### [TEXT TO READ]
Usage¶
The key-value store API gives a common API that can be used with a variety of different backends to provide a consistent interface for storage. If used correctly you can swap out the backend used with little or no modification of the user code.
Creating and Connecting¶
Before you use a store, you need to create an instance of the appropriate type, and then connect to it, possibly authenticating if that is required. For example, the following connects to a read-only remote store via HTTP, using HTTP Authentication:
from encore.events.api import EventManager
from encore.storage.static_url_store import StaticURLStore
event_manager = EventManager()
store = StaticURLStore(event_manager, 'http://localhost:8080/', 'data', 'index.json')
store.connect(credentials={'username': 'alibaba', password: 'Open Sesame'})
At this point the store is ready to use. You can check to see whether the store
has connected using the is_connected()
method. When you are finished
with a store, you should call its disconnect()
method to allow it to
cleanly release any resources it may be using, such as database connections.
Reading¶
To read from a store, you use one of the get()
methods:
value = store.get('my_document')
datastream = value.data
metadata = value.metadata
In this case datastream is a file-like object that streams bytes:
data = datastream.read()
print(data)
More likely you will have used some sort of serialization format like XML, JSON or YAML to store your data in the document, so instead you can do:
import json
data = json.load(datastream)
If the data is raw bytes to store into a numpy array, you can do something like this:
import numpy
data = datastream.read()
dtype = numpy.int32
size = len(data)/dtype().nbytes
arr = numpy.empty(shape=size, dtype=dtype)
arr.data[:] = data
The read()
method supports buffered reads if your data is
larger than would comfortably fit into memory.
If you need to support random-access streaming, the value API also supports
a range(start, end)()
method that return the requested
bytes as a readable stream.
The metadata stores auxilliary information about the data that is stored in the key. It is a dictionary of reasonably serializable values (frequently it will serialize to JSON or similar format):
print('Document title:', metadata['title'])
print('Document author:', metadata['author'])
print('Document encoding:', metadata['encoding'])
# checksum
import hashlib
assert hashlib.sha1(document.read()).digest() == metadata['sha1']
What metadata is stored is completely dependent on the use-case for the key-value store: the key-value store makes no assumptions.
If you try to read a key which doe not exist, then the store will raise a KeyError.
If you want to see whether or not a particular key is populated, you can use the
exists()
method.
Frequently you will only be interested in the data or the metadata, not both.
For these cases there are methods get_data()
and get_metadata()
which return the appropriate entities. For metadata, if you are only interested
in the values of some of the dictionary keys, you can supply an additional argument
select
which will restrict the returned keys to this subset of all the keys:
author_info = store.get_metadata(‘document’, select=[‘author’, ‘organization’])
It is very common that you either want to extract the stream of bytes from a value
into a Python bytes object (ie. a string in Python 2, as opposed to unicode) or
into a file on the local filesystem. Two utility methods to_file()
and to_bytes()
are provided which perform these operations. If the
data source is larger than will comfortably fit into memory (particularly for
to_file()

### [INFORMATION SHOWN]

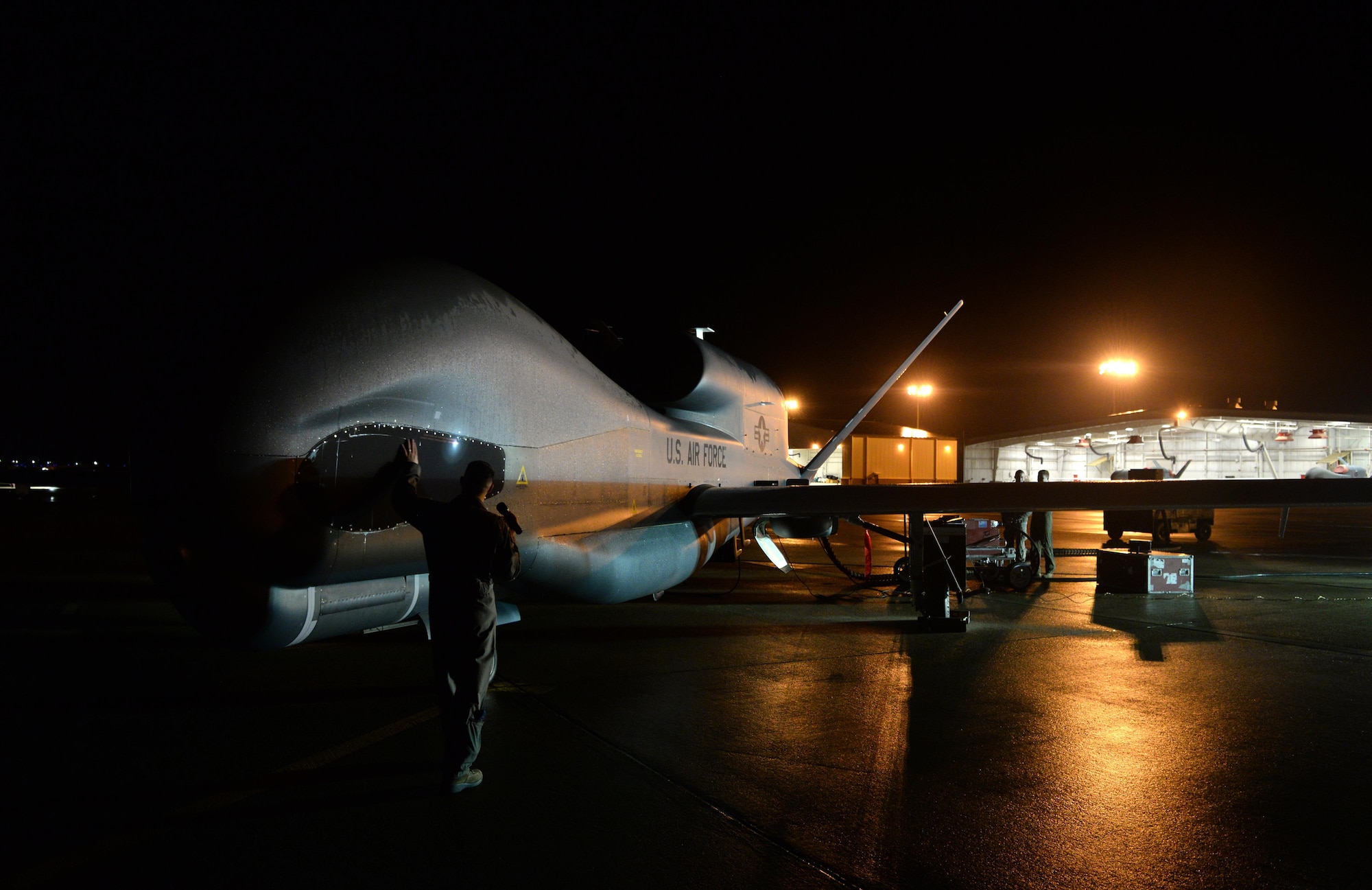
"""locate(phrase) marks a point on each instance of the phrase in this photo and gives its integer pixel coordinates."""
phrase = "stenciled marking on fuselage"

### [WORK INSTRUCTIONS]
**A.** In the key-value store usage text, what does the store raise when you try to read a key that does not exist?
**B.** Which serialization formats does the key-value store usage text name for storing data in a document?
**C.** Can you carry the key-value store usage text on from the point where it stops?
None of this work uses the lines.

### [ANSWERS TO THE EXERCISES]
**A.** A KeyError.

**B.** XML, JSON, YAML

**C.**
) you can supply an optional buffer size:
store.to_file('document', 'local_document.txt', buffer=8096)
Querying¶
Frequently you want to find keys whose metadata match certain criteria. The key-value store API gives a simple query mechanism that permits this sort of matching:
for key, metadata in store.query(author='alibaba', organization='40 Thieves'):
print(key, ':', metadata['title'])
This will print the key and title of all documents which have an author
key
with value 'alibaba'
and an organization
key with value '40 Thieves'
.
The current API only permits querying for exact matches and matching all of the
query terms. More complex queries would need to be performed on an ad-hoc basis
on top of this API.
If all the user is concerned with is which keys match, there is an alternative
method query_keys()
:
for key in store.query_keys(author='alibaba', organization='40 Thieves'):
print(key)
To iterate over all the keys in a store, you can simply call query_keys()
with no arguments:
for key in store.query_keys():
print(key)
Finally, as a useful utility, you can use glob-style matching on the keys using
the glob()
method:
for key in store.glob('*.jpg'):
print(key)
Writing¶
Most, but not all, stores also allow you to write data to keys. The basic method
is set()
which is the inverse of get()
. It expects a
file-like object with a read()
method that can do buffering, and a
dictionary of metadata as arguments:
from cStringIO import StringIO
data = StringIO("Hello World")
metadata = {'title': "Greeting", 'author': 'alibaba'}
store.set('hello', (data, metadata))
As with reading, there are methods set_data()
and set_metadata()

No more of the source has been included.